- [DATA FOR THE TASK]
# # # # # # #

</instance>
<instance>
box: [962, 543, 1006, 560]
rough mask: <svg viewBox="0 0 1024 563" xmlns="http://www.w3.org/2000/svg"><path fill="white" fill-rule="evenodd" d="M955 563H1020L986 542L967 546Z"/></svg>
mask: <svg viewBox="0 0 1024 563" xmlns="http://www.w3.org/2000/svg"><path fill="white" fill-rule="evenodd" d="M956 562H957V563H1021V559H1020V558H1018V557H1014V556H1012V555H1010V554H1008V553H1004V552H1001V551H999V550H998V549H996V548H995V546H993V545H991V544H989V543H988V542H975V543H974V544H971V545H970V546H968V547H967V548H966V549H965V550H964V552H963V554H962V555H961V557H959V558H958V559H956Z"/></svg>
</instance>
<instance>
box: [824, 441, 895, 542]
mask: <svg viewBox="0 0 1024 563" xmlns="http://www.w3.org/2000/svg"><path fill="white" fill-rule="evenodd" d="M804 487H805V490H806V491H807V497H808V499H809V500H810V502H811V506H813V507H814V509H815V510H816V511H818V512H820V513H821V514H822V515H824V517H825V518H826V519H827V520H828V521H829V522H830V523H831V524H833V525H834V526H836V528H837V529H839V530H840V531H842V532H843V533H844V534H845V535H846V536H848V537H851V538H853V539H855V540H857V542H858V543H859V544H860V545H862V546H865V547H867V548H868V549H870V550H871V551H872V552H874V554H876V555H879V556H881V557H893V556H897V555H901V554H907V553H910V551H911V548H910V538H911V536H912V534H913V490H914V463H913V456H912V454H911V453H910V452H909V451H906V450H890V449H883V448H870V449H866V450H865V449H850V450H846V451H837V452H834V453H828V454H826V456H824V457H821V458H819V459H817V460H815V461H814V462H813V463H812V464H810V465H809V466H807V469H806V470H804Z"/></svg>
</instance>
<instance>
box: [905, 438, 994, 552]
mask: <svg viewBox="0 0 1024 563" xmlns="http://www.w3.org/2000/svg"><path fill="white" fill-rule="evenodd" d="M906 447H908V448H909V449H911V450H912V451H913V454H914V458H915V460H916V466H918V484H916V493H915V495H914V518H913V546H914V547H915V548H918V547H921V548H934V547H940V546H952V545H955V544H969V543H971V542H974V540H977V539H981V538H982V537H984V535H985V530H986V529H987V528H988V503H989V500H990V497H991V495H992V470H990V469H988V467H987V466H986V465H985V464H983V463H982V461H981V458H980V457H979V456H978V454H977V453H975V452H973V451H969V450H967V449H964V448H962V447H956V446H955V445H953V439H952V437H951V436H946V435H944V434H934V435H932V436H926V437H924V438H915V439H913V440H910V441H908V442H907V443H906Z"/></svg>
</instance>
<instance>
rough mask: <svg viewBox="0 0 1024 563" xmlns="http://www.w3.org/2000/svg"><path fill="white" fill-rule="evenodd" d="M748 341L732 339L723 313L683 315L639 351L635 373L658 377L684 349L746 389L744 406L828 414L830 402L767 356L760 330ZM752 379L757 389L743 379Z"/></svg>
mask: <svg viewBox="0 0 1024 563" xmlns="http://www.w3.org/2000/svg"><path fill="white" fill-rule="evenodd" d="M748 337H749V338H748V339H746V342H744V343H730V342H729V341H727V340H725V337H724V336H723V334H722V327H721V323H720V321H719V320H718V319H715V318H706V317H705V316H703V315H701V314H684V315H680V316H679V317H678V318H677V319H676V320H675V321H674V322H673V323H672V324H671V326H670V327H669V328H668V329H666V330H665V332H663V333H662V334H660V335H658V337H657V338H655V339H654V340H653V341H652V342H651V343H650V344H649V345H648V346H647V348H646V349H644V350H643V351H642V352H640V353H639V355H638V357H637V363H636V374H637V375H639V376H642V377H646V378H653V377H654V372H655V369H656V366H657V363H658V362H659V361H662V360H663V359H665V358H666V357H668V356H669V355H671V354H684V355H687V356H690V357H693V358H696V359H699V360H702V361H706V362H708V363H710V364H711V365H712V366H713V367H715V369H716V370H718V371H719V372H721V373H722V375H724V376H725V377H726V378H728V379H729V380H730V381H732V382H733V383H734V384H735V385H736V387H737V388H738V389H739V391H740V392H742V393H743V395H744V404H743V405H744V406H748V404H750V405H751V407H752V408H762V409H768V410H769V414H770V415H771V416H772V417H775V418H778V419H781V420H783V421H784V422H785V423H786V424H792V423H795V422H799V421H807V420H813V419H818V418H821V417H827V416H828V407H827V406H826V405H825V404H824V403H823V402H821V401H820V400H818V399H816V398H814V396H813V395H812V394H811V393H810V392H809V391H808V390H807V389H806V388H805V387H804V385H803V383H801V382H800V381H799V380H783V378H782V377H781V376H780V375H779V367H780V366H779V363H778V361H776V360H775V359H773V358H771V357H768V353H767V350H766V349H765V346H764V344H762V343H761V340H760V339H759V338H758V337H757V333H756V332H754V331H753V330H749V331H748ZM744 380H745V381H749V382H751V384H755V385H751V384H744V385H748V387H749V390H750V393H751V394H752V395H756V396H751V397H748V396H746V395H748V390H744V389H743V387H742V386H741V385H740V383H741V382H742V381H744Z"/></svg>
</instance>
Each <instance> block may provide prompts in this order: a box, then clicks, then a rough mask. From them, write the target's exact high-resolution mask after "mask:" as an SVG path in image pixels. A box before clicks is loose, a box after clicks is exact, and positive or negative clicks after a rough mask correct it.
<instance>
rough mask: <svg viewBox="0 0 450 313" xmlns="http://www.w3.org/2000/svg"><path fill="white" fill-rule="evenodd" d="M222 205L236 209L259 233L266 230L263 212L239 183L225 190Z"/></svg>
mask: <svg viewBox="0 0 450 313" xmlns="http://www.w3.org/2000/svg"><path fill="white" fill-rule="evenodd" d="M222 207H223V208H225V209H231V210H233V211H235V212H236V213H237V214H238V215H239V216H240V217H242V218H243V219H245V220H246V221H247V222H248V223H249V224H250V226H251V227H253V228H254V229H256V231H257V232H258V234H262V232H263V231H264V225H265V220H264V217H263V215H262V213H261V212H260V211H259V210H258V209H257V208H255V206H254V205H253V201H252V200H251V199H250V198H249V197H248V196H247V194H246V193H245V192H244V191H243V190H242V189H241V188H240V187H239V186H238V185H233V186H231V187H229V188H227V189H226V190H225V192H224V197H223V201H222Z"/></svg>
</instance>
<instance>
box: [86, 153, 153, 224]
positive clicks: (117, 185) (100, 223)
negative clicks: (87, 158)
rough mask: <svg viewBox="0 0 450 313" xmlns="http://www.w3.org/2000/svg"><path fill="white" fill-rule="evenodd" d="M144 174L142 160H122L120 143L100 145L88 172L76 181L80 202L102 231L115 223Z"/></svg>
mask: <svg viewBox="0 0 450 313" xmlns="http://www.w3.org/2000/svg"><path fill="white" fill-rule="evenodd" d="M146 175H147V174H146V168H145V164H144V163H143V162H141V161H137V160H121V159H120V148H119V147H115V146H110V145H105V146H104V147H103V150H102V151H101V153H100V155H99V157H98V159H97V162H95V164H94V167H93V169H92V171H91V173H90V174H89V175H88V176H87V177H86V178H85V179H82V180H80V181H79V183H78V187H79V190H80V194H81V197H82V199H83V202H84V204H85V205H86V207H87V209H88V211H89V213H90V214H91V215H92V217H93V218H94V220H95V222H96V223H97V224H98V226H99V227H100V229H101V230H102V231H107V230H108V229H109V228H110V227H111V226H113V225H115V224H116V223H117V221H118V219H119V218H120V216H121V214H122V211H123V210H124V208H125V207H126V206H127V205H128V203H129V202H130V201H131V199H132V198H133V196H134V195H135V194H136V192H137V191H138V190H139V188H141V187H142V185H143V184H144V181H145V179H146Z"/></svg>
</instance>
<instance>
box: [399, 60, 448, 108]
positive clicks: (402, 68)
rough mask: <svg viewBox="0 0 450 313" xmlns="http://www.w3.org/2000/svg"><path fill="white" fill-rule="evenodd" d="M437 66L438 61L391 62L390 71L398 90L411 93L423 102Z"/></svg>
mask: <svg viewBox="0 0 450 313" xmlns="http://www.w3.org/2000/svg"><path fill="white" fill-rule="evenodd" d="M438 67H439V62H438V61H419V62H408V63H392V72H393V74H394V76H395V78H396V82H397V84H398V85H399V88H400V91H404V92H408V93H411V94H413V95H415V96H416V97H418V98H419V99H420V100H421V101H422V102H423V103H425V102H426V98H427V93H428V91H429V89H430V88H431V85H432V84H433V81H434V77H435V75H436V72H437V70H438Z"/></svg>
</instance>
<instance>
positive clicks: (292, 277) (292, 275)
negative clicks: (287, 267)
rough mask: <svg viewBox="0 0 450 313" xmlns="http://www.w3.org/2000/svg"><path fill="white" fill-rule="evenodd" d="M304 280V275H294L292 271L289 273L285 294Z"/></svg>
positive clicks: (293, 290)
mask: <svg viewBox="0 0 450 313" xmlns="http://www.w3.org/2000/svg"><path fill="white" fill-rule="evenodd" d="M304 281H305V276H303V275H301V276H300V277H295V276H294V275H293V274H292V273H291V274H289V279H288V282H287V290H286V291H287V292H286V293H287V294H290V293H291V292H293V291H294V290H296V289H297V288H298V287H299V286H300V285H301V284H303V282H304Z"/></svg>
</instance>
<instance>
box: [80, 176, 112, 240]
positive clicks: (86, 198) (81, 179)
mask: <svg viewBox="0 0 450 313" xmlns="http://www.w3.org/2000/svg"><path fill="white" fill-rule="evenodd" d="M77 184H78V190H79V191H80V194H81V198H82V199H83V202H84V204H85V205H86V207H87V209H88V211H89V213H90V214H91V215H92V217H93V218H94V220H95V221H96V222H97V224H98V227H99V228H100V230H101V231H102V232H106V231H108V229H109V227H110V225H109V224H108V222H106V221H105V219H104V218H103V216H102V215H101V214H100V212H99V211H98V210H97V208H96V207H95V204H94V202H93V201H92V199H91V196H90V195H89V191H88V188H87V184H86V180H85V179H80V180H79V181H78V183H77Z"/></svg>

# # # # # # #

- [YOUR OBJECTIVE] Please collect every line from the rows above that contains the string "clicks", matching case exactly, and copy each one out in full.

- [TASK SOLUTION]
Each <instance> block may provide prompts in this order: a box, then clicks, then a rough mask. From them, write the target's exact high-resolution mask after "mask:" as an SVG path in image pixels. A box before clicks is loose, a box after clicks is exact, and positive or negative clicks after a rough mask correct it.
positive clicks: (117, 185) (100, 223)
negative clicks: (87, 158)
positive clicks: (402, 68)
positive clicks: (292, 277) (292, 275)
negative clicks: (287, 267)
positive clicks: (293, 290)
positive clicks: (86, 198) (81, 179)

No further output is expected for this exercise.